**TEXTO PARA LEER**:
++++++++++++++++++++
ATENCIÓN A LOS 75 AÑOS

Acaba de cumplir 80 años y, aunque publicaba puntualmente relatos, más de 200, en revistas de mínima difusión desde 1969, no fue hasta el 2011, mediados los 70 años, cuando su recopilación de cuentos, la cuarta de su trayectoria, 'Binocular Vision', apareció en el sello New York Times Review of Books, ganó unos cuantos premios, entre ellos el National Book Critics Circle, la puso en el punto de mira de los lectores con todos los honores, gracias a su enorme repercusión. De nuevo, circuló la pregunta: ¿Cómo es posible que el mundo nunca haya oído hablar de Edith Pearlman? Ahora con la edición de 'Miel del desierto' (Alianza de Novelas), en traducción de Ramón Buenaventura, esa cuestión vuelve a resonar porque es la primera vez que se edita en este país.
++++++++++++++++++++
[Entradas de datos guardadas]
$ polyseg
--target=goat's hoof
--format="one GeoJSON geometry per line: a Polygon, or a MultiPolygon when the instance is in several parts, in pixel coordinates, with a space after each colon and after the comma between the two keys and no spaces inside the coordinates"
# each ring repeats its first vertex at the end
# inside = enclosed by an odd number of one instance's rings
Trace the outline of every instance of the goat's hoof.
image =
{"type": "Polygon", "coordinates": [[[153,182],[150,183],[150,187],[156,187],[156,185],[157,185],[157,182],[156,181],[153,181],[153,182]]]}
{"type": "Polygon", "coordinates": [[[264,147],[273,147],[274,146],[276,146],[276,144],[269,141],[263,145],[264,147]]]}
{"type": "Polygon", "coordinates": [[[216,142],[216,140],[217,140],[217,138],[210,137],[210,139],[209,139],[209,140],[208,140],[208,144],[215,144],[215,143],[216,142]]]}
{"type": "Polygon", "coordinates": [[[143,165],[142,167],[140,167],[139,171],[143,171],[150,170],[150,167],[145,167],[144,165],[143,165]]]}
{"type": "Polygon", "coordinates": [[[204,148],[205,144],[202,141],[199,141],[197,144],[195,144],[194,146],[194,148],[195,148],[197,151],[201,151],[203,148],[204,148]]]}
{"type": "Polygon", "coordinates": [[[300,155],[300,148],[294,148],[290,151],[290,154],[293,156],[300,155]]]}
++++++++++++++++++++
**TAREA SOLICITADA A**: Resume en forma de lista el párrafo del texto sobre Edith Pearlman que comienza con «Acaba de cumplir 80 años», sin perder sus datos principales.
**TAREA SOLICITADA B**: Copia sin cambios el fragmento del texto sobre Edith Pearlman que empieza en «ATENCIÓN A LOS» y termina en «en este país.».

**RESULTADO DEL EJERCICIO A**:
- Edith Pearlman acaba de cumplir 80 años.
- Desde 1969 publicó puntualmente más de 200 relatos en revistas de mínima difusión.
- En 2011, a mediados de sus 70 años, su cuarta recopilación de cuentos, 'Binocular Vision', apareció en el sello New York Times Review of Books.
- El libro ganó varios premios, entre ellos el National Book Critics Circle. Gracias a su enorme repercusión, la autora quedó en el punto de mira de los lectores.
- Volvió a circular la pregunta de cómo es posible que el mundo nunca hubiera oído hablar de ella.
- Con 'Miel del desierto' (Alianza de Novelas), traducida por Ramón Buenaventura, esa pregunta vuelve a resonar, porque se edita por primera vez en este país.

**RESULTADO DEL EJERCICIO B**:
ATENCIÓN A LOS 75 AÑOS

Acaba de cumplir 80 años y, aunque publicaba puntualmente relatos, más de 200, en revistas de mínima difusión desde 1969, no fue hasta el 2011, mediados los 70 años, cuando su recopilación de cuentos, la cuarta de su trayectoria, 'Binocular Vision', apareció en el sello New York Times Review of Books, ganó unos cuantos premios, entre ellos el National Book Critics Circle, la puso en el punto de mira de los lectores con todos los honores, gracias a su enorme repercusión. De nuevo, circuló la pregunta: ¿Cómo es posible que el mundo nunca haya oído hablar de Edith Pearlman? Ahora con la edición de 'Miel del desierto' (Alianza de Novelas), en traducción de Ramón Buenaventura, esa cuestión vuelve a resonar porque es la primera vez que se edita en este país.